INSTRUCTIONS TO FOLLOW ::
After locating the line containing "the bare tree trunk", restate that line and each one after it exactly, through the last line of the material.

GIVEN ENTRIES ::

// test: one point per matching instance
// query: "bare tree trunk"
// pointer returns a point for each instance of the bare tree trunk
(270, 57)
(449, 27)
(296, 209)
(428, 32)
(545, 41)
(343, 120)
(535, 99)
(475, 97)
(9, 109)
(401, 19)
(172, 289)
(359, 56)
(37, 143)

RESPONSE BELOW ::
// pointer returns a point for each instance of the bare tree trunk
(270, 57)
(449, 27)
(296, 209)
(428, 32)
(545, 41)
(343, 120)
(535, 99)
(475, 97)
(9, 109)
(401, 19)
(172, 289)
(359, 56)
(37, 143)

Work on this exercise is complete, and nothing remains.